GIVEN INSTRUCTION A: Copy the stretch from "The Durham Court" through "reputation of another." in the court opinion excerpt.

The Durham Court overruled his first ground of error with this conclusion: “No reversible error has been shown.” Immediately preceding the conclusion, the Court noted and found:

“In the present case guilt was not an issue because it was established by the plea after proper admonishment before the jury and the reasons for naming an informant are not present.”3

*614Durham v. State, supra, at 759. In other words, the Court impressed the informer’s privilege and its exceptions4 on lay citizens who pass on to a peace officer the purported reputation of another.

We are not persuaded the privilege is applicable, at least as fashioned in Durham. The opinion has not since been cited on that point, so far as Shepard’s Texas Citations informs, although its absence from the lists may well mean the occasion is rarely presented. And in our best judgment, the matter is a nonissue — there is really no problem in the premises.

Though the Legislature seems to have delineated character and general reputation as equals, see Article 37.07, § 3(a), V.A.C. C.P., in truth they are not. “At this late date it should be too well understood to require comment that actual character is distinct from reputation which is merely evidence of character,” Ray, op. cit., § 1324, 1A Texas Practice 500; see generally Ward v. State, 591 S.W.2d 810 (Tex.Cr.App.1978, 1979). Moral character is a bundle of personal traits — “the inherent qualities of a person” — whereas reputation is a mode of proving character and is, therefore, a source of evidence resorted to in order to allow an inference to be drawn “as to the nature of the actual trait,” ibid. However, to be a reliable source the reputation in question must reflect a general opinion commonly held by the community. Id., § 1325, 1A Texas Practice 501. As already indicated, and as presented in greater detail by the opinion of the Court of Appeals, the testimony of the officer sufficed to lay an ample predicate as well as to establish existence of a reputation of appellant for being a peaceable and lawabiding citizen, as to qualify him to express it to the jury — without proper challenge.

THE RECORDS:
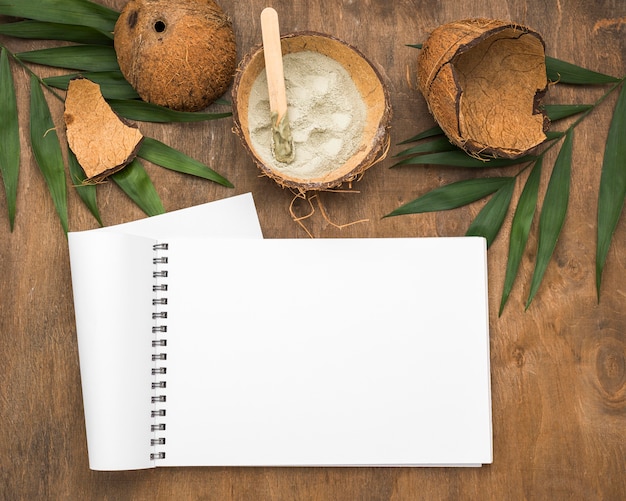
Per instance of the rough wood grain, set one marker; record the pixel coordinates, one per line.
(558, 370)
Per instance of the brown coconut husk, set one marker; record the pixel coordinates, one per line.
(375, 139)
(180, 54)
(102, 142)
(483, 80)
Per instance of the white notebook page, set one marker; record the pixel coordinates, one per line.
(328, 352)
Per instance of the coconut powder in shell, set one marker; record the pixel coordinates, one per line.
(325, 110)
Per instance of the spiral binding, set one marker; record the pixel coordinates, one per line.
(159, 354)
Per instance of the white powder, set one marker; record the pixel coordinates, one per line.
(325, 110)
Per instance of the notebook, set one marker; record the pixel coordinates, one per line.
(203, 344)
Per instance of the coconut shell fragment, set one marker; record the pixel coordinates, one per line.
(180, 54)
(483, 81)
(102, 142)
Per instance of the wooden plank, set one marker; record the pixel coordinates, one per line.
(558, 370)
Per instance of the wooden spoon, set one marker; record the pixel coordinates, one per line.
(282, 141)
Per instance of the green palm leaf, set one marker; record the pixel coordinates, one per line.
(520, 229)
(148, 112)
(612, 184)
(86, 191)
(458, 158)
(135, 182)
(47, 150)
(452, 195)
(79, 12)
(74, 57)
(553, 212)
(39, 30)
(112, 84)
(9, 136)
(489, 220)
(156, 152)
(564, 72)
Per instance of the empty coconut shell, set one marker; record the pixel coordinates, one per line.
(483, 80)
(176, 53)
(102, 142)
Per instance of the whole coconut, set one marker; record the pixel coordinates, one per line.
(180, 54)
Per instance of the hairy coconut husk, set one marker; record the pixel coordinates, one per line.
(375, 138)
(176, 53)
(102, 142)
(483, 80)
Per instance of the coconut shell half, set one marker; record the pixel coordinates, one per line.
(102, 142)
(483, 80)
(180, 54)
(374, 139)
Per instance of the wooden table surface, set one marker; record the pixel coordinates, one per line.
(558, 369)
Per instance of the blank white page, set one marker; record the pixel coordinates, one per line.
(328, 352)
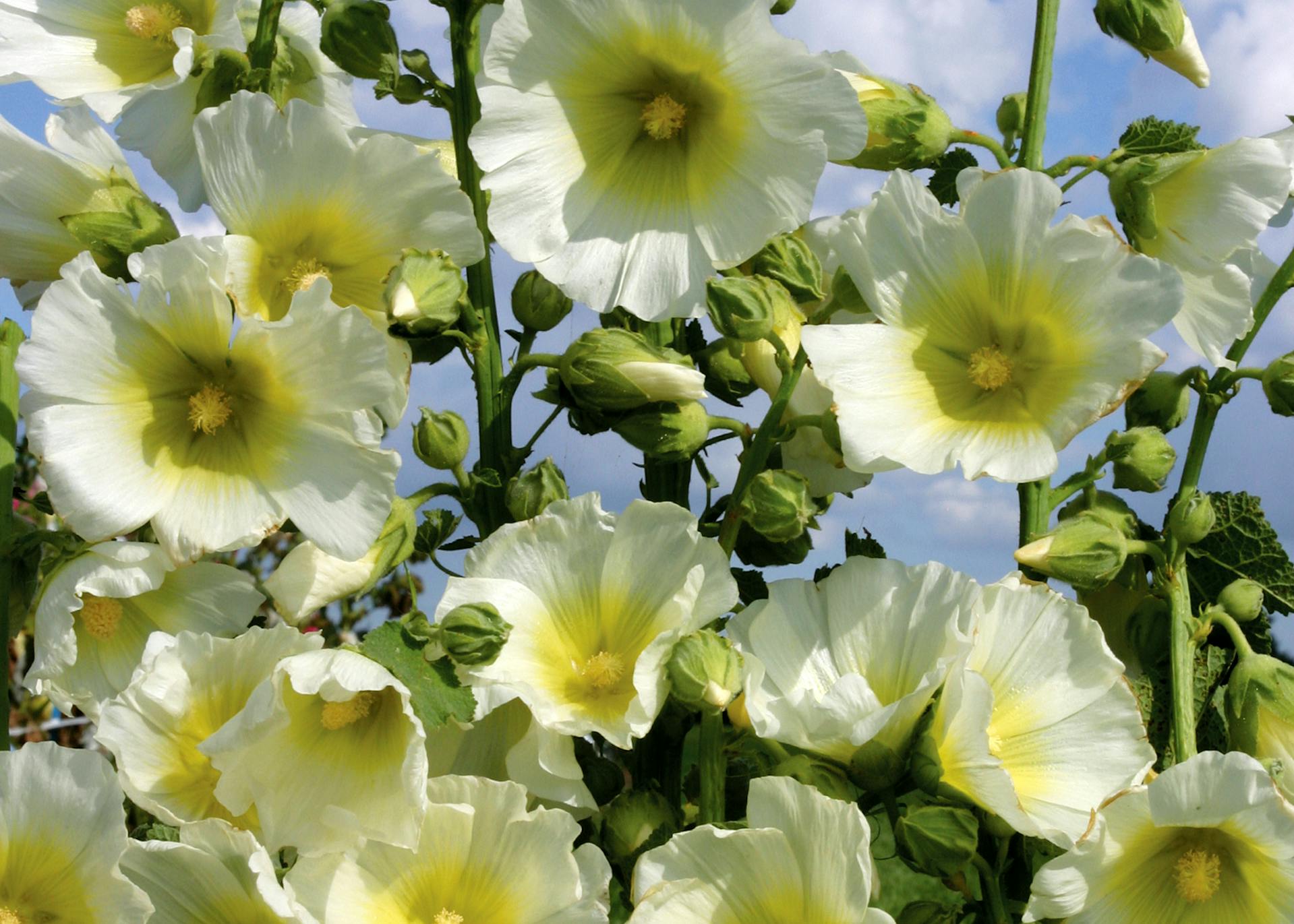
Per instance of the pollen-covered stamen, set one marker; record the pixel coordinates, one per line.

GIVEN INSTRUCTION B: Rewrite the stretch of rows from the line containing "Per instance of the coconut shell half, set" through the end of the rows, both included, with "set one marker" changed to "place one marker" throughout and nothing else altered. Omit the picture lines from your answer.

WORKED SOLUTION A:
The Durham Court overruled his first ground of error with this conclusion: “No reversible error has been shown.” Immediately preceding the conclusion, the Court noted and found:

“In the present case guilt was not an issue because it was established by the plea after proper admonishment before the jury and the reasons for naming an informant are not present.”3

*614Durham v. State, supra, at 759. In other words, the Court impressed the informer’s privilege and its exceptions4 on lay citizens who pass on to a peace officer the purported reputation of another.

WORKED SOLUTION B:
Per instance of the coconut shell half, place one marker; record the pixel coordinates, one per line.
(102, 142)
(483, 80)
(180, 54)
(374, 139)
Per instance of the wooden table surface, place one marker; record the pixel coordinates, one per line.
(558, 369)
Per instance of the blank white page, place one marker; record the pixel coordinates, one per line.
(328, 352)
Per instance of the pollen-covered stamen, place one marker; record the pixel coordinates, one per line.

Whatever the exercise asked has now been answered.